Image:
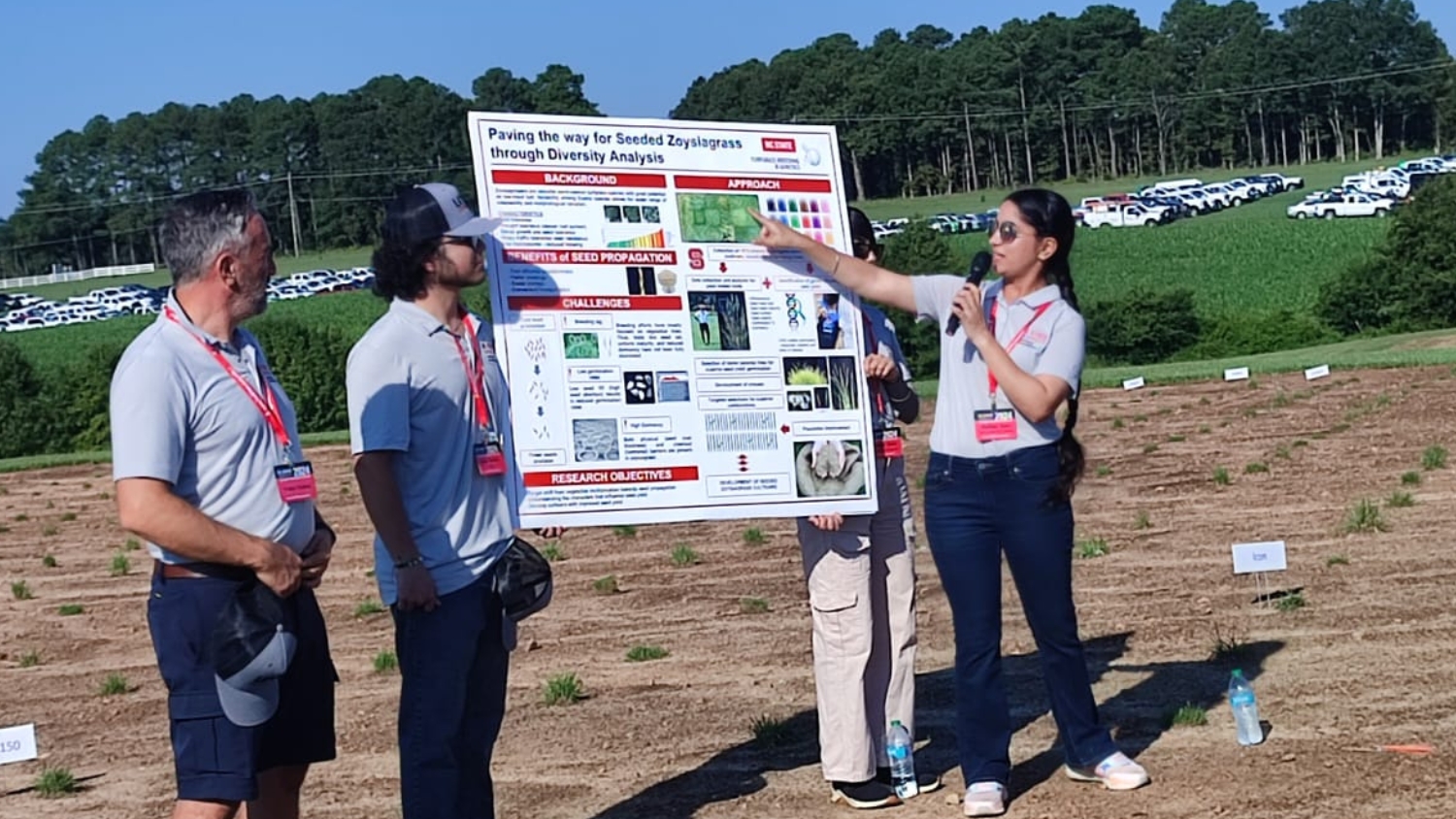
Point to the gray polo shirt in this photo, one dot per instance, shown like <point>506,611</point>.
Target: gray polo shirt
<point>410,395</point>
<point>178,416</point>
<point>1054,345</point>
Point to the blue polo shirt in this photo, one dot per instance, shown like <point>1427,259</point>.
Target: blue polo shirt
<point>410,393</point>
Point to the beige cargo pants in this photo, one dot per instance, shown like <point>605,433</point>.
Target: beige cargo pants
<point>861,583</point>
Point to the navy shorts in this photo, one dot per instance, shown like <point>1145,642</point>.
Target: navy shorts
<point>217,760</point>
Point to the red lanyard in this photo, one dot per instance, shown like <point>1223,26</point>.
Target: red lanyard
<point>267,404</point>
<point>474,373</point>
<point>990,377</point>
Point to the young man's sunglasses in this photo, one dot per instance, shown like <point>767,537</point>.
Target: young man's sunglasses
<point>477,242</point>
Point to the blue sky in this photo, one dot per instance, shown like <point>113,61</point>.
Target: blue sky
<point>64,61</point>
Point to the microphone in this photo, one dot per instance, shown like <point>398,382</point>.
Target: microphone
<point>980,265</point>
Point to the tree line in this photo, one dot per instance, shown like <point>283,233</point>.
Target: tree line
<point>923,113</point>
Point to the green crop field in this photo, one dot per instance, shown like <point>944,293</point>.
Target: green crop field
<point>1234,261</point>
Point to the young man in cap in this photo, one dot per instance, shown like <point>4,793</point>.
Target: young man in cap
<point>430,432</point>
<point>210,472</point>
<point>861,576</point>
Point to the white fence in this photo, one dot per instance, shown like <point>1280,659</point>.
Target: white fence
<point>78,276</point>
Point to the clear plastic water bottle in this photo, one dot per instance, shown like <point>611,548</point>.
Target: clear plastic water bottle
<point>900,748</point>
<point>1245,708</point>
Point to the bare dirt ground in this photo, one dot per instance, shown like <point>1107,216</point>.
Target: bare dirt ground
<point>1368,661</point>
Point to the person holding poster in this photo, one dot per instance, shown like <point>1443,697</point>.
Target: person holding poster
<point>1001,477</point>
<point>861,577</point>
<point>430,428</point>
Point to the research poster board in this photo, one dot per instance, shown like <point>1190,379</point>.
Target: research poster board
<point>661,366</point>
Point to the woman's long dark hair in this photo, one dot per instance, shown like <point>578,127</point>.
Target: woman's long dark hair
<point>1050,215</point>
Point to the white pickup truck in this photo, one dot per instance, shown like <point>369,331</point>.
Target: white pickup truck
<point>1124,215</point>
<point>1348,204</point>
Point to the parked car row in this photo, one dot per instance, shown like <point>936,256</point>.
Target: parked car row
<point>1373,192</point>
<point>25,311</point>
<point>1162,203</point>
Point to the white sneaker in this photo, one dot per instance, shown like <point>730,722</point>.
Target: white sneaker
<point>1115,772</point>
<point>984,799</point>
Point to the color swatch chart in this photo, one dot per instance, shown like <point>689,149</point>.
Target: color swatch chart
<point>807,214</point>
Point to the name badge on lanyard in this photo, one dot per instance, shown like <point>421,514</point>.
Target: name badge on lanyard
<point>1001,423</point>
<point>296,481</point>
<point>890,443</point>
<point>489,457</point>
<point>995,425</point>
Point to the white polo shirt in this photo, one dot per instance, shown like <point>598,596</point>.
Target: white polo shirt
<point>178,416</point>
<point>1054,344</point>
<point>410,395</point>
++++++
What you need to do:
Would you print exactly and only the lines of the material above that run from the line with "Target: tree line" through the line with "Point to the white sneaker", both included?

Task output:
Target: tree line
<point>923,113</point>
Point to the green crop field in this photo, one dot per instance, shown like <point>944,293</point>.
Target: green crop field
<point>1234,261</point>
Point to the young man in cap in this photo, one dot per instance, shown like <point>4,793</point>.
Target: young man in cap
<point>430,432</point>
<point>210,472</point>
<point>861,576</point>
Point to the white fence in this photo, one dot per instance, shown like <point>1280,659</point>.
Target: white fence
<point>78,276</point>
Point to the clear plastic water bottle in this photo, one dot per instance, shown like <point>611,548</point>.
Target: clear plastic water bottle
<point>900,748</point>
<point>1245,708</point>
Point to the bare dirt ground in this photo, one dot per instance, shown like <point>1107,216</point>.
Target: bare dirt ground
<point>1368,661</point>
Point to the person holding poster in this photo, one dot per instance, shown like <point>1443,697</point>.
Target: person holding poster
<point>1001,477</point>
<point>861,577</point>
<point>430,428</point>
Point to the research poster board in this photo, one dot per instance, shown like <point>1190,379</point>.
Target: research poster board
<point>661,366</point>
Point to the woman's long dark hair in this photo, one dot per instance, shown like <point>578,127</point>.
Target: woman's long dark hair
<point>1050,215</point>
Point to the white pickup truck in this photo, one dot per instance, shown like <point>369,331</point>.
Target: white pickup truck
<point>1124,215</point>
<point>1348,204</point>
Point to the parked car row in this photo, one dot per instance, shown like <point>936,256</point>.
Target: parked car row
<point>1373,192</point>
<point>25,311</point>
<point>1162,203</point>
Point to the white sneaker in this photo, one dot per instance, shown like <point>730,722</point>.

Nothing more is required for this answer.